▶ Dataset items
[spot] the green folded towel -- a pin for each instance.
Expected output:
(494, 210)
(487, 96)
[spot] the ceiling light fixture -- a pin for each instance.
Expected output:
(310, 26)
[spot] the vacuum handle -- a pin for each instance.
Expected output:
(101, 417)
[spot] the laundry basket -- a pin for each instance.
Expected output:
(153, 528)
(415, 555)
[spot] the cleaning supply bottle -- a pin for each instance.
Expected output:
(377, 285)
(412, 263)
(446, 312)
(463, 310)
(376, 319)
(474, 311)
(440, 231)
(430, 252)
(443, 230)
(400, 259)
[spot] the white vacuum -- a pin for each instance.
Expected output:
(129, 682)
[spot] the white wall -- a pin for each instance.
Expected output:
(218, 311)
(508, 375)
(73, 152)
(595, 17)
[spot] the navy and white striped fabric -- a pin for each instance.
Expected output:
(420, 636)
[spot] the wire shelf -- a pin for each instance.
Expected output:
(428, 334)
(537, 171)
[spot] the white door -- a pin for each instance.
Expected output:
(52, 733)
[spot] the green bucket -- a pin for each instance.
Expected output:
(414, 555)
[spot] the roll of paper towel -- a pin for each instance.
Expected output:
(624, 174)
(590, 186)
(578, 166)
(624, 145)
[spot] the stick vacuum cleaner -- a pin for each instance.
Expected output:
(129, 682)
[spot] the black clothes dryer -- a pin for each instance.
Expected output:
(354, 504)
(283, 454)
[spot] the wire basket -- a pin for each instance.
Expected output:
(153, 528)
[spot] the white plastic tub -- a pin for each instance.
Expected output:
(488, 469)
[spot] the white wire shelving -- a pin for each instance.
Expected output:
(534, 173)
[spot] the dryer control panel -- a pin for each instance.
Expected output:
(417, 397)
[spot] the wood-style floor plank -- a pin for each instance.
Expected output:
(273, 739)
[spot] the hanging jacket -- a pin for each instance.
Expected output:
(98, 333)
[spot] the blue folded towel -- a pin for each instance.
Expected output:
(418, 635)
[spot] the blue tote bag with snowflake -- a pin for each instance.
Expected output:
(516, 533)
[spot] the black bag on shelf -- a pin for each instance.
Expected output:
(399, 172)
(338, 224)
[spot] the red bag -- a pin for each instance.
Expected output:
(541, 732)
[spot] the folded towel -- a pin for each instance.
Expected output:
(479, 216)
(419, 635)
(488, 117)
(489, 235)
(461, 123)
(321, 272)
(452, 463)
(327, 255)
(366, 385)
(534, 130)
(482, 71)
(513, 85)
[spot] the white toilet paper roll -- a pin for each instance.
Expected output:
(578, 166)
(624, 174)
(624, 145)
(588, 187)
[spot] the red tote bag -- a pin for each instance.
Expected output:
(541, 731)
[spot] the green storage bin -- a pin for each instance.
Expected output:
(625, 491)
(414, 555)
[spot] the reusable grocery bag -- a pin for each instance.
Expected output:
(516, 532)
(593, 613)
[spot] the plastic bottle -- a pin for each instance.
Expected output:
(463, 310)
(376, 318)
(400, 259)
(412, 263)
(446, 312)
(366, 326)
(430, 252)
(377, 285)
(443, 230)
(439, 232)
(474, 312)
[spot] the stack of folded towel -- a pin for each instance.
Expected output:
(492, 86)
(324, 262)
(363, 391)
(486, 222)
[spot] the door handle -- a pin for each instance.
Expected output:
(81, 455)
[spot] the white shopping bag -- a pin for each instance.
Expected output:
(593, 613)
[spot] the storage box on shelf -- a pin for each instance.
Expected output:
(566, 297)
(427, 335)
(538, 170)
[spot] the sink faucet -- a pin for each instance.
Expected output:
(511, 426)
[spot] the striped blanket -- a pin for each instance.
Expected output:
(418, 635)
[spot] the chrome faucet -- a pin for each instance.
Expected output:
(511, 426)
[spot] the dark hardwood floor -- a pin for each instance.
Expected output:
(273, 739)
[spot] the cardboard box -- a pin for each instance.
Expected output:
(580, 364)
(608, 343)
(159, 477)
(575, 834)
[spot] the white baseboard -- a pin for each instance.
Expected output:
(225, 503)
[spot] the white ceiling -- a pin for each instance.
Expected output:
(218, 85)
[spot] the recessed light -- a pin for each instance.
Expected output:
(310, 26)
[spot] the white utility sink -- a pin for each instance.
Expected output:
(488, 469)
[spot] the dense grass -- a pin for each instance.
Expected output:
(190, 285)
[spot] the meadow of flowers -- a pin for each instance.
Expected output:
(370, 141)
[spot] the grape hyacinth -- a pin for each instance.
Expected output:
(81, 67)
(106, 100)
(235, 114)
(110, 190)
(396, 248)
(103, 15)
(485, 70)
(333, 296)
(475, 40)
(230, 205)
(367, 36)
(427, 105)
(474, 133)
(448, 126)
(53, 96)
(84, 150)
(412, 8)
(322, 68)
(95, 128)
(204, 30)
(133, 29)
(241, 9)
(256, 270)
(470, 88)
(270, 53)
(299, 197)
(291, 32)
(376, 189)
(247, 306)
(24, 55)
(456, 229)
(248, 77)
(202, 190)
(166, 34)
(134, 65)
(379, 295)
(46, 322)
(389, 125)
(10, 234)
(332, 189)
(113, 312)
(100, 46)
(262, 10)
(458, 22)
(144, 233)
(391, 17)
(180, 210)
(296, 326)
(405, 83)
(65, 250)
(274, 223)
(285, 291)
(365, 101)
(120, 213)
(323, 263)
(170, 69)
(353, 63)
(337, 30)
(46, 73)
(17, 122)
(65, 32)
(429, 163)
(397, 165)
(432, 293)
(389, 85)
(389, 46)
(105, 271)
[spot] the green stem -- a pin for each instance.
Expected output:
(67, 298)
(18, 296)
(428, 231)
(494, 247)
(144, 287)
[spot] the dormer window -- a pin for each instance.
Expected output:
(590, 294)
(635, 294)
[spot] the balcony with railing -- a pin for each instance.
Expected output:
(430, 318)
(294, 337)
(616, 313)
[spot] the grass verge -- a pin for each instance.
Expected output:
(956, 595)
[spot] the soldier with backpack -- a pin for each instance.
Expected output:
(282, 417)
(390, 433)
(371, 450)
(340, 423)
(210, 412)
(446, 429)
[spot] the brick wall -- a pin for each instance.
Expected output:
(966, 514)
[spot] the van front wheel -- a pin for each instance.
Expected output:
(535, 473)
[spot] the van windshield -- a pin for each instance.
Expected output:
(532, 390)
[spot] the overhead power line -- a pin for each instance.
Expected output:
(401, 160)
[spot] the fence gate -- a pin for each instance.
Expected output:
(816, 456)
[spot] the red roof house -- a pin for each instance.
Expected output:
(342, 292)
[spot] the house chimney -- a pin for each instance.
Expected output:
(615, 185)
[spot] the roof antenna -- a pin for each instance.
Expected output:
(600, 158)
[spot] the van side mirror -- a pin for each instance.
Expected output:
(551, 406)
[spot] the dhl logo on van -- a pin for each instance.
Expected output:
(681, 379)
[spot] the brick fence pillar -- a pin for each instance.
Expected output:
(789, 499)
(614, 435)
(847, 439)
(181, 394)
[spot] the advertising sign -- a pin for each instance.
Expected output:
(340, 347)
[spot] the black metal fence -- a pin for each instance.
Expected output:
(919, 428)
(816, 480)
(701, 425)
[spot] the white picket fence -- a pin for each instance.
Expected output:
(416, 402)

▶ What the exercise asks
Transcribe each of the records verbatim.

▶ Solution
[spot] the green folded towel -- a pin for each instance.
Expected output:
(494, 210)
(487, 96)
[spot] the ceiling light fixture -- a pin for each instance.
Expected output:
(310, 26)
[spot] the vacuum handle -- a pin for each instance.
Expected output:
(101, 417)
[spot] the laundry basket -- a pin for each instance.
Expected output:
(153, 528)
(415, 555)
[spot] the cleaning supply bottle -- a pin for each instance.
Expected output:
(377, 285)
(412, 263)
(446, 312)
(463, 310)
(376, 319)
(474, 311)
(440, 231)
(430, 252)
(443, 230)
(400, 259)
[spot] the white vacuum -- a pin for each instance.
Expected output:
(129, 682)
[spot] the white wall -- a pin for each instance.
Expected output:
(218, 311)
(508, 375)
(73, 152)
(595, 17)
[spot] the navy and white striped fabric -- a pin for each instance.
Expected output:
(420, 636)
[spot] the wire shelf -- a pin for each instance.
Expected output:
(428, 334)
(537, 171)
[spot] the white door -- a pin for each instance.
Expected output:
(52, 733)
[spot] the green bucket -- a pin for each instance.
Expected output:
(414, 555)
[spot] the roll of paper towel -- a pin for each instance.
Expected output:
(624, 174)
(590, 186)
(578, 166)
(624, 145)
[spot] the stick vacuum cleaner -- a pin for each instance.
Expected output:
(129, 682)
[spot] the black clothes dryer -- a pin for each instance.
Expected output:
(354, 504)
(283, 454)
[spot] the wire basket -- a pin for each instance.
Expected output:
(153, 528)
[spot] the white plastic tub -- a pin for each instance.
Expected output:
(488, 469)
[spot] the white wire shelving -- a pin for each instance.
Expected output:
(534, 173)
[spot] the dryer control panel -- a pin for each instance.
Expected output:
(417, 397)
[spot] the wood-style floor plank -- a pin for each instance.
Expected output:
(273, 739)
[spot] the hanging jacket -- a pin for each instance.
Expected output:
(98, 333)
[spot] the blue folded towel -- a pin for each instance.
Expected output:
(418, 635)
[spot] the blue tote bag with snowflake -- a pin for each instance.
Expected output:
(516, 533)
[spot] the black bag on shelf -- a pin for each instance.
Expected output:
(399, 172)
(338, 224)
[spot] the red bag -- a pin for each instance.
Expected output:
(541, 732)
[spot] the folded towel -- a pin for each instance.
Expected output:
(479, 216)
(419, 635)
(488, 117)
(489, 235)
(461, 123)
(321, 272)
(452, 463)
(327, 255)
(366, 385)
(534, 130)
(482, 71)
(513, 85)
[spot] the white toilet paper roll -- a pin for each instance.
Expected output:
(578, 166)
(624, 174)
(624, 145)
(588, 187)
[spot] the red tote bag -- a pin for each instance.
Expected output:
(541, 731)
[spot] the green storage bin -- a pin for each instance.
Expected output:
(625, 491)
(414, 555)
[spot] the reusable grocery bag -- a pin for each instance.
Expected output:
(516, 532)
(593, 613)
[spot] the plastic bottle -- a pin for each instance.
Expected output:
(463, 310)
(376, 318)
(400, 259)
(412, 263)
(446, 312)
(366, 326)
(430, 252)
(377, 285)
(443, 230)
(439, 232)
(474, 312)
[spot] the stack of folded towel -- a pin for each instance.
Expected output:
(492, 86)
(324, 262)
(363, 391)
(486, 222)
[spot] the door handle -- a pin for each instance.
Expected output:
(81, 455)
[spot] the white shopping bag -- a pin for each instance.
Expected output:
(593, 613)
[spot] the storage box on shelf -- a pin for each instance.
Expected output:
(566, 297)
(427, 335)
(538, 170)
[spot] the sink faucet -- a pin for each instance.
Expected output:
(511, 426)
[spot] the striped blanket -- a pin for each instance.
Expected output:
(418, 635)
[spot] the chrome faucet -- a pin for each instance.
Expected output:
(511, 426)
[spot] the dark hardwood floor -- a pin for each instance.
Expected output:
(273, 739)
[spot] the cardboard box -- a pin for each instance.
Expected output:
(580, 364)
(608, 343)
(159, 477)
(575, 834)
[spot] the white baseboard -- a pin for each instance.
Expected output:
(225, 503)
[spot] the white ceiling -- a pin for each instance.
Expected output:
(218, 85)
[spot] the recessed light -- a pin for each instance.
Expected output:
(310, 26)
[spot] the white utility sink -- a pin for each instance.
Expected output:
(488, 469)
[spot] the dense grass -- a pin for each instance.
Expected output:
(190, 285)
[spot] the meadow of flowers -- a pin for each instance.
Expected output:
(370, 141)
[spot] the grape hyacinth -- a pin for each instance.
Expected output:
(81, 67)
(106, 100)
(235, 114)
(110, 190)
(396, 248)
(103, 15)
(485, 70)
(333, 296)
(475, 40)
(230, 205)
(367, 36)
(427, 105)
(474, 133)
(448, 126)
(53, 96)
(84, 150)
(412, 8)
(322, 68)
(95, 128)
(204, 30)
(133, 29)
(241, 9)
(256, 270)
(470, 88)
(270, 53)
(299, 197)
(291, 32)
(376, 189)
(247, 306)
(24, 55)
(456, 229)
(248, 77)
(202, 190)
(166, 34)
(134, 65)
(379, 295)
(46, 322)
(389, 125)
(10, 234)
(332, 189)
(113, 312)
(100, 46)
(262, 10)
(458, 22)
(144, 233)
(391, 17)
(180, 210)
(296, 326)
(405, 83)
(65, 250)
(274, 223)
(285, 291)
(365, 101)
(120, 213)
(323, 263)
(170, 69)
(353, 63)
(337, 30)
(46, 73)
(17, 122)
(65, 32)
(429, 163)
(397, 165)
(432, 293)
(389, 85)
(389, 46)
(105, 271)
[spot] the green stem -- a pin for each instance.
Expected output:
(67, 298)
(18, 296)
(428, 231)
(494, 247)
(144, 287)
[spot] the dormer window -- a pin for each instance.
Expected output:
(590, 294)
(635, 294)
[spot] the balcony with railing -- a pin for each instance.
Expected output:
(430, 318)
(294, 337)
(616, 313)
[spot] the grass verge -- a pin for each instance.
Expected output:
(956, 595)
[spot] the soldier with backpack -- a pin for each instance.
Expected output:
(282, 417)
(390, 433)
(371, 450)
(340, 423)
(210, 412)
(446, 429)
[spot] the brick wall -- a pin for each instance.
Expected output:
(966, 514)
[spot] the van front wheel -- a pin for each instance.
Expected output:
(535, 473)
[spot] the van windshield -- a pin for each instance.
Expected output:
(532, 390)
[spot] the overhead power line -- a pin for each instance.
Expected output:
(401, 160)
[spot] the fence gate -- a pin for each instance.
Expected output:
(816, 456)
[spot] the red roof house -- a pin for each instance.
Expected output:
(342, 292)
[spot] the house chimney -- a pin for each instance.
Expected output:
(615, 185)
[spot] the roof antenna -- a pin for each instance.
Expected output:
(600, 158)
[spot] the van side mirror -- a pin for each instance.
Expected output:
(551, 406)
[spot] the dhl logo on van -- a pin for each instance.
Expected output:
(681, 379)
[spot] the brick fence pillar -- a pin for each instance.
Expected output:
(789, 499)
(614, 435)
(847, 439)
(181, 394)
[spot] the advertising sign -- a pin for each instance.
Expected output:
(340, 347)
[spot] the black metal fence -- a pin for each instance.
Expected output:
(919, 428)
(816, 480)
(701, 425)
[spot] the white picket fence -- a pin for each instance.
Expected output:
(416, 402)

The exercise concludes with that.